[Saved entries]
+ + +

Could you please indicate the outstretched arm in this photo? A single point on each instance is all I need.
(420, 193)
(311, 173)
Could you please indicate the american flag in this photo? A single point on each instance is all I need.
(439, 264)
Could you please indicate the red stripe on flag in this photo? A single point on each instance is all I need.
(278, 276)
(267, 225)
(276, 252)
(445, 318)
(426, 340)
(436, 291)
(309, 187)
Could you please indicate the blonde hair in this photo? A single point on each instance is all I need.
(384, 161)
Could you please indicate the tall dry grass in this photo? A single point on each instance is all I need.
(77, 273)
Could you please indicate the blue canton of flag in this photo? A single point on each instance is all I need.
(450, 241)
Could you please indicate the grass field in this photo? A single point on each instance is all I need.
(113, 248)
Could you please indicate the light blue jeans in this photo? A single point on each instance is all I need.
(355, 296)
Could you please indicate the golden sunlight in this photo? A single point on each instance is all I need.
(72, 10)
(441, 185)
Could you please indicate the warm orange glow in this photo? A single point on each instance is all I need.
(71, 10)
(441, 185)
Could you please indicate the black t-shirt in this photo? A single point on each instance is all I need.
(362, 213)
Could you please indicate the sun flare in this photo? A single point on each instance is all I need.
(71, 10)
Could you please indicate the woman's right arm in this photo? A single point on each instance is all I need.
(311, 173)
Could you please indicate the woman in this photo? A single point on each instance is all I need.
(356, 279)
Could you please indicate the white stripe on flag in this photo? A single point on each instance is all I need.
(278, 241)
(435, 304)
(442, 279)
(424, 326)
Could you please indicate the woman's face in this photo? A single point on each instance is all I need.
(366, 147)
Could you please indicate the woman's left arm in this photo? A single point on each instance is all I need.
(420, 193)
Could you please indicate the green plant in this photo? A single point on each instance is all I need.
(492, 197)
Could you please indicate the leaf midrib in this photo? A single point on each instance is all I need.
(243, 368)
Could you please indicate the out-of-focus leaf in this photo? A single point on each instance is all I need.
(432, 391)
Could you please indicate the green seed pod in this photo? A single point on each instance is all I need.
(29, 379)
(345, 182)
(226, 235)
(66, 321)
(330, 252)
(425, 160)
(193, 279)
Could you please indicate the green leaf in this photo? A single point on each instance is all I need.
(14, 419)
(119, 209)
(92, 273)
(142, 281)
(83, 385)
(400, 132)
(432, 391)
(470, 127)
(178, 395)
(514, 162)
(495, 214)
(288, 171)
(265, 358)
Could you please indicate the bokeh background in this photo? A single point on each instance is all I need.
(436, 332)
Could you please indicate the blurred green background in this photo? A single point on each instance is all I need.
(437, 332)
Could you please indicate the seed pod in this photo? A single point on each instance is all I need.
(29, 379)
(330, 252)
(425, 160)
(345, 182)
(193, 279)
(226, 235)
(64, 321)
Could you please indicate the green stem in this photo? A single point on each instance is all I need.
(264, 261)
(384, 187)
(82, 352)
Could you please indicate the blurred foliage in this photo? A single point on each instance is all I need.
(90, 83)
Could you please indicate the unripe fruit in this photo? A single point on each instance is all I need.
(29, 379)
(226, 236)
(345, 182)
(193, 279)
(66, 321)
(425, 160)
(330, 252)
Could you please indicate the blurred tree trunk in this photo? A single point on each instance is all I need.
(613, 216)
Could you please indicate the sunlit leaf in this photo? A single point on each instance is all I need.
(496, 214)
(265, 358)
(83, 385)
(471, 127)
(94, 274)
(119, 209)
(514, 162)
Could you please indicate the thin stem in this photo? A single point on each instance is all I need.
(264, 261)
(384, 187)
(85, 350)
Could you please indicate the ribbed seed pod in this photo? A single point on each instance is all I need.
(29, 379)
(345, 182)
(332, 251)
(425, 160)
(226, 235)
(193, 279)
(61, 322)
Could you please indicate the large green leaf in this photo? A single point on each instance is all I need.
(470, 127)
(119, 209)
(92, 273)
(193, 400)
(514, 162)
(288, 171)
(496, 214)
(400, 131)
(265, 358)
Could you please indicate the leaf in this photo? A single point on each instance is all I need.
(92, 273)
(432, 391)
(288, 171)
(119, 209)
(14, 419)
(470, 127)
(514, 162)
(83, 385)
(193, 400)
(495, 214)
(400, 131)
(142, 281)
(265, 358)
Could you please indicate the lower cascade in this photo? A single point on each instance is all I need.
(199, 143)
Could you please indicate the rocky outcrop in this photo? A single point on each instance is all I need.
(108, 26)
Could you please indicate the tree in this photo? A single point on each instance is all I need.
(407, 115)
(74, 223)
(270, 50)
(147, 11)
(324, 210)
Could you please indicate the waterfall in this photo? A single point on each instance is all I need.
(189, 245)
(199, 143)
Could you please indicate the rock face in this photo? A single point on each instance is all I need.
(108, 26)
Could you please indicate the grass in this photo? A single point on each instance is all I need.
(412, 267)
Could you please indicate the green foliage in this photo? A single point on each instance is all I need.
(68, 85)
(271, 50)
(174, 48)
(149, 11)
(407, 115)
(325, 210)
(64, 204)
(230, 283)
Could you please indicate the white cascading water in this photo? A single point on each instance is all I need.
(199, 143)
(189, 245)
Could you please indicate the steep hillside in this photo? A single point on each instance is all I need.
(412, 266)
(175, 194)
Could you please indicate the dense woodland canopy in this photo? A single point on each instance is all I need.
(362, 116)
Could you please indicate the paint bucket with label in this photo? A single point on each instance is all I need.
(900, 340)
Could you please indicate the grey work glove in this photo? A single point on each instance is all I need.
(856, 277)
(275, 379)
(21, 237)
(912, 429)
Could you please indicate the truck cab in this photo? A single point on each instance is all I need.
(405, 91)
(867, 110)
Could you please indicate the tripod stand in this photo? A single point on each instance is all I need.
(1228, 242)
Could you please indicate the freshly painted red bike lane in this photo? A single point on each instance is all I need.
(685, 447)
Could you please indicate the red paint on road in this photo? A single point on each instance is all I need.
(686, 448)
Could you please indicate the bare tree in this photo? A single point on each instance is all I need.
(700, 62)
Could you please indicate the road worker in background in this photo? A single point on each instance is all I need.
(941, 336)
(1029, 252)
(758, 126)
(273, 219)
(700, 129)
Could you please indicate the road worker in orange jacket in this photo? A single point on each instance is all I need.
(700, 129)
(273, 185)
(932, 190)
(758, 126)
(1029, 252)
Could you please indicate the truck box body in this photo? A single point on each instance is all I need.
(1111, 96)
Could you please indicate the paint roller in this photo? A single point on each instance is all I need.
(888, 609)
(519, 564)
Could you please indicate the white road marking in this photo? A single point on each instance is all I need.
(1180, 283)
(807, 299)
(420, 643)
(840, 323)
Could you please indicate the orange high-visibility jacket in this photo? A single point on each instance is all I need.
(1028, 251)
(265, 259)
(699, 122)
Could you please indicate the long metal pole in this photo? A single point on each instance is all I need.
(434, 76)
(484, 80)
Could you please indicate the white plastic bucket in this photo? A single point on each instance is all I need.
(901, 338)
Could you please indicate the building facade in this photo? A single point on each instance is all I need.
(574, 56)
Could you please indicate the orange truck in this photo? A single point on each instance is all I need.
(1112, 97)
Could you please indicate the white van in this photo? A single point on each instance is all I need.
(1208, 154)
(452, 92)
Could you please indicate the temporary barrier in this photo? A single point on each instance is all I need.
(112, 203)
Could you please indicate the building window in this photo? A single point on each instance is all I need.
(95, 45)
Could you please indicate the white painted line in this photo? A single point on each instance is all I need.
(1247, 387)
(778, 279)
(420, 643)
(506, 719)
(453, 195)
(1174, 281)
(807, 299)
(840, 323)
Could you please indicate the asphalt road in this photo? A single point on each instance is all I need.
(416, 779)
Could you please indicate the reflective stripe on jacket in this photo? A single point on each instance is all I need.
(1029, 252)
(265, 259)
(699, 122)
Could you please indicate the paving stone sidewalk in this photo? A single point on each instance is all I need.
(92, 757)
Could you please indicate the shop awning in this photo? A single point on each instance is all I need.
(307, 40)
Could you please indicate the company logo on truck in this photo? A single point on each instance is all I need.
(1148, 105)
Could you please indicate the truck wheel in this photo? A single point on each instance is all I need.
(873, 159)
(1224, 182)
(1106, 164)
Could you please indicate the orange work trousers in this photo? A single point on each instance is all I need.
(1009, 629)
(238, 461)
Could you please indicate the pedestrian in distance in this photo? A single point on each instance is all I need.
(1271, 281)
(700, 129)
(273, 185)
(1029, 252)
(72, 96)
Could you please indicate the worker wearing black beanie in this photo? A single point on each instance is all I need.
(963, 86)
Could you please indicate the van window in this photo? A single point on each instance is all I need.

+ + +

Starting with the line that contains "Could you please indicate the orange work", print every line through the end of the entries above exactly as written, both boundary lines included, and nothing else.

▶ **SOLUTION FOR THIS EXERCISE**:
Could you please indicate the orange work trousers in this photo? A single point on each instance is all I need.
(1009, 629)
(238, 461)
Could you please indicate the pedestrian in distance in this photo? A single point on each instance is all I need.
(1271, 281)
(700, 129)
(273, 185)
(1029, 252)
(72, 96)
Could you please indicate the worker wearing black beanie in this photo? A single point on each instance is all I need.
(963, 86)
Could you please indicate the van window in this photo? A single point on each instance is all I need.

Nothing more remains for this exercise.